CONSIGNAS DE TRABAJO:
A) Responde estas preguntas según el texto sobre Carpentier:
(i) ¿Con qué palabras llama Carpentier a las influencias atmosféricas?
(ii) ¿En qué ciudad lo conocieron brevemente los autores?
(iii) ¿Qué prefiere Carpentier en lugar de las preguntas directas?
B) Reescribe en forma de lista, sin perder sus datos principales, el párrafo del texto sobre Carpentier que empieza con «En cuanto a él».
C) Copia textualmente el fragmento del texto sobre Carpentier que va desde "En cuanto a" hasta "día y noche.".

TEXTO DE LECTURA:
---+---
Las influencias atmosféricas —que Carpentier llama «los contextos luminosos; las luces que envuelven al hombre»— también cuentan. También las condiciones climáticas determinan el carácter de un lugar. En este sentido, la América Latina presenta un amplio espectro que abarca desde las transparencias andinas hasta las auroras australes, pasando por los resplandores del desierto y los rápidos crepúsculos tropicales. Carpentier ha tratado de desarrollar un sexto sentido para captar cada una de estas manifestaciones de nuestro espíritu meteorológico. Dice: «Yo creo que la visión del mundo que tiene el intelectual latinoamericano es una de las más vastas, de las más completas, de las más universales que existen... Para mí, el continente americano es el mundo más extraordinario de este siglo. Nuestra visión de él debe ser ecuménica». En esta época revolucionaria, cree, la América Latina ha adquirido al fin una identidad propia que le dará voz y peso en el mundo. Sus realidades autóctonas se están incorporando rápidamente a la experiencia universal. No sólo nos encontramos en el umbral de una nueva era, dice Carpentier, sino que ya hemos entrado en ella. Nuestra madurez se refleja en la obra de nuestros novelistas, que llevan el sello de su continente como un distintivo personal. Carpentier ve nuestro futuro literario con optimismo. Piensa que el novelista latinoamericano está a la altura de los mejores en cualquier parte del mundo.
En cuanto a él, a pesar de sus indudables méritos literarios, tal vez su mayor importancia radique en ser una especie de vocero del Nuevo Mundo, y algo así como una institución continental. Fue en esta doble capacidad como lo conocimos brevemente en París, en medio de una fatigosa serie de conferencias que lo habían dejado trasnochado. Se dejó acorralar con dificultad, y de mala gana. Y no era para menos. Entre los agasajos y los homenajes, no había tenido un momento de tranquilidad. Pero al fin «posó». Lo sentíamos desanimado, fuera de su elemento, solo con nosotros en tête à tête. Parecen desagradarle las preguntas directas. Prefiere que se le ofrezca un tema sobre el que pueda explayarse libremente y lucir de paso sus admirables dotes de conversador. Pero no ha rehusado nunca explicarse, por el contrario. Está a punto día y noche.
---+---
MATERIAL PROPORCIONADO:
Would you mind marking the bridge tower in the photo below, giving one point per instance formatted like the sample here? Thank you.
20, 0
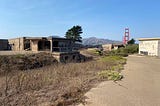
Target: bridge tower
126, 36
---+---
RESPUESTAS ESPERADAS:
A)
(i) «los contextos luminosos; las luces que envuelven al hombre»
(ii) En París.
(iii) Prefiere que se le ofrezca un tema sobre el que pueda explayarse libremente y lucir sus dotes de conversador.

B)
- Pese a sus méritos literarios, quizá su mayor importancia sea ser una especie de vocero del Nuevo Mundo y una institución continental.
- En esa doble condición lo conocieron brevemente en París, durante una fatigosa serie de conferencias que lo habían dejado trasnochado.
- Entre agasajos y homenajes no había tenido un momento de tranquilidad, y se dejó acorralar con dificultad y de mala gana.
- Al fin «posó», aunque se lo notaba desanimado y fuera de su elemento.
- Le desagradan las preguntas directas y prefiere un tema sobre el que explayarse y lucir sus dotes de conversador.
- Nunca ha rehusado explicarse: está a punto día y noche.

C)
En cuanto a él, a pesar de sus indudables méritos literarios, tal vez su mayor importancia radique en ser una especie de vocero del Nuevo Mundo, y algo así como una institución continental. Fue en esta doble capacidad como lo conocimos brevemente en París, en medio de una fatigosa serie de conferencias que lo habían dejado trasnochado. Se dejó acorralar con dificultad, y de mala gana. Y no era para menos. Entre los agasajos y los homenajes, no había tenido un momento de tranquilidad. Pero al fin «posó». Lo sentíamos desanimado, fuera de su elemento, solo con nosotros en tête à tête. Parecen desagradarle las preguntas directas. Prefiere que se le ofrezca un tema sobre el que pueda explayarse libremente y lucir de paso sus admirables dotes de conversador. Pero no ha rehusado nunca explicarse, por el contrario. Está a punto día y noche.